* begin SUPPLIED DATA *

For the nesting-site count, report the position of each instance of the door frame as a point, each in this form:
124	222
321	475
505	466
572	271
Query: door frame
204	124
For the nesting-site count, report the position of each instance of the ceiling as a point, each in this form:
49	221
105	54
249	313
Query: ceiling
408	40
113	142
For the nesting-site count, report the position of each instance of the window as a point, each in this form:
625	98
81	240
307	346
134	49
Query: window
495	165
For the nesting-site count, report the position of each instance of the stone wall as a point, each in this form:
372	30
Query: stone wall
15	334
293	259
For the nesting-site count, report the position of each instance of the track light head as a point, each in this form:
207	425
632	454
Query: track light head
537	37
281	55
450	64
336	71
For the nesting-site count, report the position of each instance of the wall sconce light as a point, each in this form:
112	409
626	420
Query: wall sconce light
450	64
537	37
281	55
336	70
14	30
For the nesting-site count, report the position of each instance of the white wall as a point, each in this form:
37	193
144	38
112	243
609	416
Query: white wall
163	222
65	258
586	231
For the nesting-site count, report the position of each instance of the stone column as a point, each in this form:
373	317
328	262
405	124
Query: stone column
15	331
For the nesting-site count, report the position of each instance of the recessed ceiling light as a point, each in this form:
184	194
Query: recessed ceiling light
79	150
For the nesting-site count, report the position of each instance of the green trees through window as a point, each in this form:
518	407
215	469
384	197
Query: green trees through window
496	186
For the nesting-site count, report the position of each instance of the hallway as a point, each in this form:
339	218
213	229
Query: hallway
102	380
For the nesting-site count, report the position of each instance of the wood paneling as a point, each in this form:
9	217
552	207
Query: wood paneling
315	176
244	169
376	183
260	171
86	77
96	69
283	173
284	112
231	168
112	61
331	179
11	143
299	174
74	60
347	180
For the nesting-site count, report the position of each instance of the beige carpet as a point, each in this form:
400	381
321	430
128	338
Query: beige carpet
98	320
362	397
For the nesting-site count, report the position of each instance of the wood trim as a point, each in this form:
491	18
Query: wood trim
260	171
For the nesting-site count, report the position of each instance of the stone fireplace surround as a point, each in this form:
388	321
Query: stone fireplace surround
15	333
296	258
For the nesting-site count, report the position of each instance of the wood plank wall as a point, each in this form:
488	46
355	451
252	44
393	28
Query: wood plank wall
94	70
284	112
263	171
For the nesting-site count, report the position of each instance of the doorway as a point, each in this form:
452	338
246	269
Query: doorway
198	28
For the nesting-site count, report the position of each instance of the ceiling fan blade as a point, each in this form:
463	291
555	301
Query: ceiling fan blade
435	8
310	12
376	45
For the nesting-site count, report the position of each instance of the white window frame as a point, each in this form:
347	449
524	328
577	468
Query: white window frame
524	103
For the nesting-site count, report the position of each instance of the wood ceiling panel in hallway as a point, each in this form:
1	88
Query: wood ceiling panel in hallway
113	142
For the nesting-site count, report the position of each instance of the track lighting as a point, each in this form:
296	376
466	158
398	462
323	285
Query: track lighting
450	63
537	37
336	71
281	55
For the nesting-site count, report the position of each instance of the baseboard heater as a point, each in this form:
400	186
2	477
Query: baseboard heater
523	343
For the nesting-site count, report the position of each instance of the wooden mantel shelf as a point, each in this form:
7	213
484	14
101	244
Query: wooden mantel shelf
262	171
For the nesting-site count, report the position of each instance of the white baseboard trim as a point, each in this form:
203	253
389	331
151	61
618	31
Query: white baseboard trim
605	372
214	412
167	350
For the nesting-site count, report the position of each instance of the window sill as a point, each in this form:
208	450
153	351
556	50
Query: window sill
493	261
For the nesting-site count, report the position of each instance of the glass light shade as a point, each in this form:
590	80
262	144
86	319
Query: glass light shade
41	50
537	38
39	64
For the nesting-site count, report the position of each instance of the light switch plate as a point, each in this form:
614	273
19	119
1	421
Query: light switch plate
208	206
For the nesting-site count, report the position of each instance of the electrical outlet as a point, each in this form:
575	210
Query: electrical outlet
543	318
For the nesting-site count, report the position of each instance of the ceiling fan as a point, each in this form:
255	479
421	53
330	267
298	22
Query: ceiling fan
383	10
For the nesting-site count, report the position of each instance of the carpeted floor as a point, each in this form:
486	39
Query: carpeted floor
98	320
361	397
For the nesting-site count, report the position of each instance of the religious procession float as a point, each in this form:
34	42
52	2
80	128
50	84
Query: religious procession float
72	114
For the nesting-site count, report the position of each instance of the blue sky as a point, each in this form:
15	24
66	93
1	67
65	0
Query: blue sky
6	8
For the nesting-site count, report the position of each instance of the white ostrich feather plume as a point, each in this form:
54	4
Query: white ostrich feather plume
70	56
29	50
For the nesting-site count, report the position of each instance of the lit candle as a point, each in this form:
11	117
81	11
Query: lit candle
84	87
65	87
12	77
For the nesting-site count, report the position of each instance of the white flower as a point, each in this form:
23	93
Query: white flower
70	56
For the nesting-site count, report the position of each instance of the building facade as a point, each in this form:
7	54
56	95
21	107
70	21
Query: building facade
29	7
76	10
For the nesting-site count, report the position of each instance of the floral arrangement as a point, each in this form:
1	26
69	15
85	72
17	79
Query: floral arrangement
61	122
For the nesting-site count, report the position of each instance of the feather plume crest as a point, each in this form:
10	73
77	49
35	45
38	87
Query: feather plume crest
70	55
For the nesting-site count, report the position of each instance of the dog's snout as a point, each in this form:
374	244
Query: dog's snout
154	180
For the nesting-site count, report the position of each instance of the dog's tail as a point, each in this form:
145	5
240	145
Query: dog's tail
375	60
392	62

* end SUPPLIED DATA *
* begin SUPPLIED DATA *

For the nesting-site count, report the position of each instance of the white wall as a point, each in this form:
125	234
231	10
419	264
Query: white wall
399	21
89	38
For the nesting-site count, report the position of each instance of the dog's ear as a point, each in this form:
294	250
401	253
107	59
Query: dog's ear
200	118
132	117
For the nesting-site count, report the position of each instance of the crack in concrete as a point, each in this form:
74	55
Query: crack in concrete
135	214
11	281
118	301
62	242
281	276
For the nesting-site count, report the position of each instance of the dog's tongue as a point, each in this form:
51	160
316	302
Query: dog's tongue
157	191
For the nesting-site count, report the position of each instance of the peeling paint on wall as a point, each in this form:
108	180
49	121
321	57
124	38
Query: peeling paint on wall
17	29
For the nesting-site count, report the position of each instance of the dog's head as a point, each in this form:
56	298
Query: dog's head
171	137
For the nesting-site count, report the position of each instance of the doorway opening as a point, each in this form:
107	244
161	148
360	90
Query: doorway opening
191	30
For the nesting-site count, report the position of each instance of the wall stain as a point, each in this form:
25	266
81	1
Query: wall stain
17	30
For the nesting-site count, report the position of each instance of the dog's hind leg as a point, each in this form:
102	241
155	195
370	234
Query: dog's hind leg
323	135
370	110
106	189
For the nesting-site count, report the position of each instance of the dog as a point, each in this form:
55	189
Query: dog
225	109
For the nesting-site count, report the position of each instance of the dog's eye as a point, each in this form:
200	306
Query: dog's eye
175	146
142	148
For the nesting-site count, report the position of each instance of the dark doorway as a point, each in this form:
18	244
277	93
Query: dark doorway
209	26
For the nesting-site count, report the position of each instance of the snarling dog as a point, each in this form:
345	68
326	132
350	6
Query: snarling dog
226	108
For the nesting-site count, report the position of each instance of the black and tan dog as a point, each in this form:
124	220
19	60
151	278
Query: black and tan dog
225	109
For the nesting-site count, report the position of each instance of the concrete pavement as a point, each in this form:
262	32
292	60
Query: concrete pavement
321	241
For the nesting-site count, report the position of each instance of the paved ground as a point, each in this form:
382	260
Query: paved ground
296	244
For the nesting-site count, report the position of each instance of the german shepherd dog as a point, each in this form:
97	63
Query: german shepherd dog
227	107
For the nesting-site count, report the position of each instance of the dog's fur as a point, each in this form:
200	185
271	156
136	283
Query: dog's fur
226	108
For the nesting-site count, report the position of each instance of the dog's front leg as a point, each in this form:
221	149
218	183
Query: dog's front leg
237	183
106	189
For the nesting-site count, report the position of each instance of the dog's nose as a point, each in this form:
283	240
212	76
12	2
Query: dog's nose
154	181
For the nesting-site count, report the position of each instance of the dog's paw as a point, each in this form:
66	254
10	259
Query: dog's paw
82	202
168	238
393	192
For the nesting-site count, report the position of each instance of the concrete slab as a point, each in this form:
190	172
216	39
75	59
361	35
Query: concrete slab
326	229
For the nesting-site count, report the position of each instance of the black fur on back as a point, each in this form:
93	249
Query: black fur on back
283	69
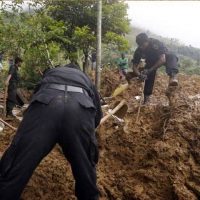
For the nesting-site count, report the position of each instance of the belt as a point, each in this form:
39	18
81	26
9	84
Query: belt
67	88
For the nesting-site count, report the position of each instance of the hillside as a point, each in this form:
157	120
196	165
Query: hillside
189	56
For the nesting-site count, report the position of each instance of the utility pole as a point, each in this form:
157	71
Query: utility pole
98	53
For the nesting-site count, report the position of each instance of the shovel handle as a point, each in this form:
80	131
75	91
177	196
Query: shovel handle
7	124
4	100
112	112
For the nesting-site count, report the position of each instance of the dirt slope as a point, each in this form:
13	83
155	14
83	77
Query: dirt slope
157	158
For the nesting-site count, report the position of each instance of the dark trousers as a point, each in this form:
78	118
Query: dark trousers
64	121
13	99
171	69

* end SUPPLIED DATA *
* begin SUPPLIED DATA *

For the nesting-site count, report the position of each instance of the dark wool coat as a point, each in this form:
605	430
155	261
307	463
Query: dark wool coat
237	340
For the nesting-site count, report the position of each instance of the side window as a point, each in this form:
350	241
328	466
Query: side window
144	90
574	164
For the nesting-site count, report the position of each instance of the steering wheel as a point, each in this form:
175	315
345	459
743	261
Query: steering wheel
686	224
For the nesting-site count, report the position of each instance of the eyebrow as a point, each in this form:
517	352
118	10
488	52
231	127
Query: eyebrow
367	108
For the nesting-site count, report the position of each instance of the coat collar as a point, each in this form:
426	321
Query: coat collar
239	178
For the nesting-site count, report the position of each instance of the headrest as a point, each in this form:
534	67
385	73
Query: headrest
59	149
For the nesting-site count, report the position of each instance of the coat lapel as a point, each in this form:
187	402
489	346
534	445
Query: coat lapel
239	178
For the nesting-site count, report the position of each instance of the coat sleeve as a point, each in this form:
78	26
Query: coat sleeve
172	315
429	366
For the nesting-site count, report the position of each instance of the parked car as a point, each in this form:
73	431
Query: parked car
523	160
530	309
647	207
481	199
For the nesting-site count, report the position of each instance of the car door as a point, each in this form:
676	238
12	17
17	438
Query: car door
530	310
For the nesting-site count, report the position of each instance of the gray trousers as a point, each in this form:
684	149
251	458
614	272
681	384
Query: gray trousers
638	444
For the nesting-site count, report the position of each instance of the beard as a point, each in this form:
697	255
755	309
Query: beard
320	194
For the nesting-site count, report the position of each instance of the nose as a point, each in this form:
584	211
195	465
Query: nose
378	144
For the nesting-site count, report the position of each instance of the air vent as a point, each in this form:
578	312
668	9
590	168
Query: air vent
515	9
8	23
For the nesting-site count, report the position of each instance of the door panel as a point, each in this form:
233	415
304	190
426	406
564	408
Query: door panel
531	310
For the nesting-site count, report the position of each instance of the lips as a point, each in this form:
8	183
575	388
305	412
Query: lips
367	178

* end SUPPLIED DATA *

**THE PROBLEM:** State how many lines of the data above contain the word "blade". Give only the number.

**OUTPUT FOR THIS TASK:** 2